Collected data
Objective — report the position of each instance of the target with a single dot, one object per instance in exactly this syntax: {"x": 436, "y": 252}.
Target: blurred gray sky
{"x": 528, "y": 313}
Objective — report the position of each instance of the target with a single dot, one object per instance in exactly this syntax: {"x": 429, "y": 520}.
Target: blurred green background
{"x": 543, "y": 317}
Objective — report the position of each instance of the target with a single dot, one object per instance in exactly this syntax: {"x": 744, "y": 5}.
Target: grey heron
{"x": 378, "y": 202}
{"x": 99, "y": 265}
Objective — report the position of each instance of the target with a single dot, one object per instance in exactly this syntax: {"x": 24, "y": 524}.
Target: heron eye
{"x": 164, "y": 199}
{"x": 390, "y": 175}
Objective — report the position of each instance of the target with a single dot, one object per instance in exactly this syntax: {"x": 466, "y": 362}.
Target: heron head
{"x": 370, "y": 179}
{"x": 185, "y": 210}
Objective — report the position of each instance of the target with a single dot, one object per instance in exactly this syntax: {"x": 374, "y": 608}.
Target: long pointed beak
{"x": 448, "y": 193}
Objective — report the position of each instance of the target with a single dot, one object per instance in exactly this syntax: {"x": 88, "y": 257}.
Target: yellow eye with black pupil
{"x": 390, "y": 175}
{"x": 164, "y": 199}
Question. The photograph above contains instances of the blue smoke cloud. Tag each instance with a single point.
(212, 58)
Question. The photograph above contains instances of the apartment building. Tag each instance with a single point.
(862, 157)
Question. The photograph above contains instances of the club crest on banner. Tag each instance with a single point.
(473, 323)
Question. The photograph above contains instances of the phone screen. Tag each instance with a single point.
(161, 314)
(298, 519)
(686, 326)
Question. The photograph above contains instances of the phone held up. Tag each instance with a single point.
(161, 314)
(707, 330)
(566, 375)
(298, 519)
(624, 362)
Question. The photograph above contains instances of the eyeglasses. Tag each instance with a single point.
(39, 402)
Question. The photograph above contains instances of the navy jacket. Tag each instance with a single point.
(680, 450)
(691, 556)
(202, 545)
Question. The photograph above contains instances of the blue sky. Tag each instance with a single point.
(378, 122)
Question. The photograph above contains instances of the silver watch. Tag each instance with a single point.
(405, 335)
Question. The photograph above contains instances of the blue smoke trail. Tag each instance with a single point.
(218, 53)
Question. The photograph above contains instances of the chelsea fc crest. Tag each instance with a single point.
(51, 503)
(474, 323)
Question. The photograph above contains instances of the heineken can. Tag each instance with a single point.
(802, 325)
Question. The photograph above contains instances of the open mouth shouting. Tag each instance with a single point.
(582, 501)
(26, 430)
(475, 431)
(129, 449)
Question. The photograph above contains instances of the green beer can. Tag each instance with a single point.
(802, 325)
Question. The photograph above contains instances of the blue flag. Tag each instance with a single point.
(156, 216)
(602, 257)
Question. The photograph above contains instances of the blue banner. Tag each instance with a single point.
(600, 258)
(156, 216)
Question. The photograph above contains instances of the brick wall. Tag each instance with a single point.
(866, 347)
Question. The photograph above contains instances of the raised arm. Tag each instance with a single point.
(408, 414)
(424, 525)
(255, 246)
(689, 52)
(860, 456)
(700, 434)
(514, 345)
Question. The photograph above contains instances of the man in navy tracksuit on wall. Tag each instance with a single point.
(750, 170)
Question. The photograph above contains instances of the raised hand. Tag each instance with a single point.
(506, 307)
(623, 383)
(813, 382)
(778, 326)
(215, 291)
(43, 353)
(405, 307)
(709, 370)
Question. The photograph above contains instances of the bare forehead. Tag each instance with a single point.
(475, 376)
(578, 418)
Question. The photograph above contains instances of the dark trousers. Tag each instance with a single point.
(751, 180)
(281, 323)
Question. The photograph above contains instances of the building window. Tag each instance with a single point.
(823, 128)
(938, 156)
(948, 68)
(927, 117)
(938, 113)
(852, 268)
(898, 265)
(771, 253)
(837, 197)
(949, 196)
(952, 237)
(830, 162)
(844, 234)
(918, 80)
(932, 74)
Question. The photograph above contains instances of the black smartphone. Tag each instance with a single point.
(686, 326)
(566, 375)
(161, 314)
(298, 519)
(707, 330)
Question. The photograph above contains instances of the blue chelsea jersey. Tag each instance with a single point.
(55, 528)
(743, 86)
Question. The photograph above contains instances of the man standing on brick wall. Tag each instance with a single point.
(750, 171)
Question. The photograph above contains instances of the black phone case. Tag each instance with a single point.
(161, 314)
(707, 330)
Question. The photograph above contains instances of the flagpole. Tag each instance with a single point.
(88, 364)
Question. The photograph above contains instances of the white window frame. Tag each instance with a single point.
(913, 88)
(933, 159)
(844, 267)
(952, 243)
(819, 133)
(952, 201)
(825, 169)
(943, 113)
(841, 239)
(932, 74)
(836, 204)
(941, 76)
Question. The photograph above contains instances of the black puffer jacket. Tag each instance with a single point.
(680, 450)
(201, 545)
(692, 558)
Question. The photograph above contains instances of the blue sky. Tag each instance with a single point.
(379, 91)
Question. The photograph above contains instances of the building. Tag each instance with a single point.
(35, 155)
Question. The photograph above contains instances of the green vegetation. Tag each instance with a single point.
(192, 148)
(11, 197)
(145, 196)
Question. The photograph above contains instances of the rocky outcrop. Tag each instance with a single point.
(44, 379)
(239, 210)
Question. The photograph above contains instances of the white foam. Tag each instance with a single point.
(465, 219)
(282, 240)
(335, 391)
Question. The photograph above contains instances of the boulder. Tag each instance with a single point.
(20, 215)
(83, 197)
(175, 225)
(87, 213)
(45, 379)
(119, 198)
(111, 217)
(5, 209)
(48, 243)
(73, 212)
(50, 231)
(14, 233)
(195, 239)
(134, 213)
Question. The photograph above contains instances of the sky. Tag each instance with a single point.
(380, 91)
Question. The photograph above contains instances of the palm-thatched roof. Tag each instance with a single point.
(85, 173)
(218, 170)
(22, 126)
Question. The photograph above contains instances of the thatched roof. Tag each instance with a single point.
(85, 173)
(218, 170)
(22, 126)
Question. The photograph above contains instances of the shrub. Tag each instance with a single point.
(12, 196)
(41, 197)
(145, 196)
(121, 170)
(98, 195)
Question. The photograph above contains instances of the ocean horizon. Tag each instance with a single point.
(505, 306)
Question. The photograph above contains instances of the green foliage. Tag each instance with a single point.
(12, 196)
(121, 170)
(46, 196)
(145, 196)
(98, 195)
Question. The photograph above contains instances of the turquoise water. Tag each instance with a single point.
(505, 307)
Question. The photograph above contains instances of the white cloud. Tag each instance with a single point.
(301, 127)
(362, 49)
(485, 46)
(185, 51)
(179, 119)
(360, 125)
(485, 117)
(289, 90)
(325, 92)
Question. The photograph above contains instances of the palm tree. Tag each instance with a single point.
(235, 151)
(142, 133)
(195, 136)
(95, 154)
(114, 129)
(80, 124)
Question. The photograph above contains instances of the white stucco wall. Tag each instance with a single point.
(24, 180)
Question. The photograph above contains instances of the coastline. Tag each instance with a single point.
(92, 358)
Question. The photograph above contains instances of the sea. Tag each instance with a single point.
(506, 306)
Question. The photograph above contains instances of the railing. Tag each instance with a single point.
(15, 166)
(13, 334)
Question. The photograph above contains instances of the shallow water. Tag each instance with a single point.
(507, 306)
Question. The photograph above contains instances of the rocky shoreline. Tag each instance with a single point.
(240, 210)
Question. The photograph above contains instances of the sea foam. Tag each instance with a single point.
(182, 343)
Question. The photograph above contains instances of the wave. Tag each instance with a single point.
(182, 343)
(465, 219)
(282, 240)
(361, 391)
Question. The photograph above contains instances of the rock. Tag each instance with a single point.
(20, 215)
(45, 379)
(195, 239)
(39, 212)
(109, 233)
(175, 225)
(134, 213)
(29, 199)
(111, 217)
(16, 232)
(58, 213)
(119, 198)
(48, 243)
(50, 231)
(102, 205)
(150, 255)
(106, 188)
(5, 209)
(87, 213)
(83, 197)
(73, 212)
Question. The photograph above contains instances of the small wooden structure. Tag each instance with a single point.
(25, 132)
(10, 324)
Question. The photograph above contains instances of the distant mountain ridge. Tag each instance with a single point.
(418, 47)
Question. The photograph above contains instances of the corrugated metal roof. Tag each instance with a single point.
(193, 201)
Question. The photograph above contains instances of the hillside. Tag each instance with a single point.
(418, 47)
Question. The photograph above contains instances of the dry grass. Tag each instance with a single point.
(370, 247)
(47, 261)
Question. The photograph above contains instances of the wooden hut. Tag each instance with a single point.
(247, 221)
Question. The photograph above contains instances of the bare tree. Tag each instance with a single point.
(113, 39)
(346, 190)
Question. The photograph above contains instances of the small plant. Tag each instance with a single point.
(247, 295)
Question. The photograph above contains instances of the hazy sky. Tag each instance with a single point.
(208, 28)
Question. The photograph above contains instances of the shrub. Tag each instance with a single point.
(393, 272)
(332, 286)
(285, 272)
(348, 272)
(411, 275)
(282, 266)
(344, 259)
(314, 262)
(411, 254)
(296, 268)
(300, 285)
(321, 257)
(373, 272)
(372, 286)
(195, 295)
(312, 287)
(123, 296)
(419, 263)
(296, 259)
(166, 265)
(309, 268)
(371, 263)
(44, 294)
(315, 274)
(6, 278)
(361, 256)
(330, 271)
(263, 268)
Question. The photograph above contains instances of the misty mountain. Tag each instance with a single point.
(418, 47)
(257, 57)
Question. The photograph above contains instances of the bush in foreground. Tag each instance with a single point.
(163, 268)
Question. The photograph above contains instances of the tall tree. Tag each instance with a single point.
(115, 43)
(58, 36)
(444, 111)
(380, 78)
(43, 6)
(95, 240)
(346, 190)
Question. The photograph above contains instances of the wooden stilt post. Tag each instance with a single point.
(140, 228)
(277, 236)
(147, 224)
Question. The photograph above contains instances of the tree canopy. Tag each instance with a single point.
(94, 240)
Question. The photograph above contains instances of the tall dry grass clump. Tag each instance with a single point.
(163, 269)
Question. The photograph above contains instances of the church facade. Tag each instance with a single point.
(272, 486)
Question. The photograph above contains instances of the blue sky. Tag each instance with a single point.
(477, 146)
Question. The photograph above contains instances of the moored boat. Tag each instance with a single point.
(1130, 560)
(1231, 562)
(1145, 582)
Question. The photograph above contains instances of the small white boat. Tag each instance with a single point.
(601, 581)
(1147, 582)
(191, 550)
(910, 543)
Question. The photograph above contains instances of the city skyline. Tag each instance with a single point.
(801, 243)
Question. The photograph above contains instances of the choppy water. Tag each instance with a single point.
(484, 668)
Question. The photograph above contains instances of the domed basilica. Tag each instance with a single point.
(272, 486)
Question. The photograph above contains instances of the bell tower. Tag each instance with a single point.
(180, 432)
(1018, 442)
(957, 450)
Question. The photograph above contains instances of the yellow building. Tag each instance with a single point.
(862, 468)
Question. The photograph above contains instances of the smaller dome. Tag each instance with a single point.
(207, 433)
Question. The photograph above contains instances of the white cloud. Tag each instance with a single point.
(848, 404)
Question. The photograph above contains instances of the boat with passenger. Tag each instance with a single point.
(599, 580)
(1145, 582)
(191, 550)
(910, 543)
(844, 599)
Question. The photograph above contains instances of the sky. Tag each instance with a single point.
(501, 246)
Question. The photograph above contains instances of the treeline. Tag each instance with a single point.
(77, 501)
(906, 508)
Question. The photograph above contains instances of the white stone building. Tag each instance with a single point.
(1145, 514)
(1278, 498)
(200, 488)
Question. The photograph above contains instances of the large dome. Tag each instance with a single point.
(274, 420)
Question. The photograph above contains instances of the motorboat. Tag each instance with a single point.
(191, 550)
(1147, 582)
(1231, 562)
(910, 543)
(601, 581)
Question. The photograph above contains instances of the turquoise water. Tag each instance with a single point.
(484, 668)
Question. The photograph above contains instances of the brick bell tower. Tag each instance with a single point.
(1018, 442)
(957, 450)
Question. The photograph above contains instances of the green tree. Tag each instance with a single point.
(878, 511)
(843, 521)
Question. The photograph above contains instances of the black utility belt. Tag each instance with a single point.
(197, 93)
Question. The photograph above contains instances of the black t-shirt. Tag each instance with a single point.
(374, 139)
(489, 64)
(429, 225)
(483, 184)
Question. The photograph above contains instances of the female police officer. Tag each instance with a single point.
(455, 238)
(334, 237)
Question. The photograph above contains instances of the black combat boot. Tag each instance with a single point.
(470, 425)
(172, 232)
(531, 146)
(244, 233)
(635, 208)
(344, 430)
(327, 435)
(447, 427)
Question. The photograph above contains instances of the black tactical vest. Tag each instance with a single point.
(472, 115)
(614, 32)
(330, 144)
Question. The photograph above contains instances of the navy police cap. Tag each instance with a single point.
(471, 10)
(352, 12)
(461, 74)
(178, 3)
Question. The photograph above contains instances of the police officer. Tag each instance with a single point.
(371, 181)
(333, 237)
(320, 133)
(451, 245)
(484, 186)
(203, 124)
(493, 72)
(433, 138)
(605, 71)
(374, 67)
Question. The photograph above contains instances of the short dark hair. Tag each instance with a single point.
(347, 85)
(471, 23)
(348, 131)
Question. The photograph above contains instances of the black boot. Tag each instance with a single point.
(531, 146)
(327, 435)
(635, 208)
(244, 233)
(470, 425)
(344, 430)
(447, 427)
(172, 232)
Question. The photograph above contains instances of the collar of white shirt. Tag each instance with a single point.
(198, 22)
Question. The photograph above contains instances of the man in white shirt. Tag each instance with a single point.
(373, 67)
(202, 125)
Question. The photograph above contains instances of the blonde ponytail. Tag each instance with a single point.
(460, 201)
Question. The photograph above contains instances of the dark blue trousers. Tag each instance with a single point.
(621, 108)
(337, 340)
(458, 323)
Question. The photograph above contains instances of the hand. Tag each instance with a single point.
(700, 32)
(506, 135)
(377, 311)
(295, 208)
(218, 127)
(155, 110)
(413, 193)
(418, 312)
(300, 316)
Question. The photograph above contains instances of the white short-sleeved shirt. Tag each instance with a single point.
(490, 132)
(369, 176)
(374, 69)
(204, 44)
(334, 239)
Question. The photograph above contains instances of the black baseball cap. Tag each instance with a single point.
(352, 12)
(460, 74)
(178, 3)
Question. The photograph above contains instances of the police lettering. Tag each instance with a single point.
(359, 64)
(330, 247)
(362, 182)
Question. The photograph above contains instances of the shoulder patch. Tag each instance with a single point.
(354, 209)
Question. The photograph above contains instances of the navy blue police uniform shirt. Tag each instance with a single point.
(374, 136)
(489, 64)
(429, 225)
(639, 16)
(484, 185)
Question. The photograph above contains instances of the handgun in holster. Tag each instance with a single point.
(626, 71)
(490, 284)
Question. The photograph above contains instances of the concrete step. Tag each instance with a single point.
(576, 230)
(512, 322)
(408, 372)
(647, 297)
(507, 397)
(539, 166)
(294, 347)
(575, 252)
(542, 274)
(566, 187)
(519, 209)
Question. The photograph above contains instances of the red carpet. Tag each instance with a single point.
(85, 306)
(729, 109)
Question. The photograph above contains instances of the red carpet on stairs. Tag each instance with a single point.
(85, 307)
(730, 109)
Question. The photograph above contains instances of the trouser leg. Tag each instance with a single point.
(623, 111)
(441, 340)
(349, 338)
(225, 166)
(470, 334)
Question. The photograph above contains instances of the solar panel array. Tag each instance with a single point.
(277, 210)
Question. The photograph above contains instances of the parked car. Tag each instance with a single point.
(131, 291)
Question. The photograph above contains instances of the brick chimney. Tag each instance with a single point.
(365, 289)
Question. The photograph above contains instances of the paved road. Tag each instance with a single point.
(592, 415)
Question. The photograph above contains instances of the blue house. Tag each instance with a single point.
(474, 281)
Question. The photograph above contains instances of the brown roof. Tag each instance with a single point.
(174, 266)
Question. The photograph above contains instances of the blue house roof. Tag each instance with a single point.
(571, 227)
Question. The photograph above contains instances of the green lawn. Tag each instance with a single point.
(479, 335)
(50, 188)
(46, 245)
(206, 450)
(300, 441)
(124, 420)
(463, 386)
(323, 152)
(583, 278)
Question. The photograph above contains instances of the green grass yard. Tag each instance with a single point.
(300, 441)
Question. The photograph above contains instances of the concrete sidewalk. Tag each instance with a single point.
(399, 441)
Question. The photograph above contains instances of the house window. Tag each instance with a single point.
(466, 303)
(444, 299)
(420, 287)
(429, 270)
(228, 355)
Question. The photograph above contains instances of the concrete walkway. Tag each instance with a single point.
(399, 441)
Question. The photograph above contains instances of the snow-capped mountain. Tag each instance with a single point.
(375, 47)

> **Exercise**
Scan the data above; copy every line where "position" appears.

> **Exercise answer**
Objective — report the position of each instance of the target with a single dot, one object per instance in exactly this syntax: {"x": 436, "y": 252}.
Objective — report the position of each instance of the target with a single dot, one object per instance in exactly this syntax: {"x": 429, "y": 520}.
Objective — report the position of each instance of the target with a single dot, one object per instance in exactly this syntax: {"x": 744, "y": 5}.
Objective — report the position of each instance of the target with a single dot, one object per instance in exactly this syntax: {"x": 24, "y": 524}.
Objective — report the position of each instance of the target with a single dot, one object per instance in exactly this syntax: {"x": 466, "y": 362}.
Objective — report the position of each instance of the target with a single dot, one object per instance in exactly this syntax: {"x": 374, "y": 608}.
Objective — report the position of each instance of the target with a single dot, one object per instance in exactly this syntax: {"x": 88, "y": 257}.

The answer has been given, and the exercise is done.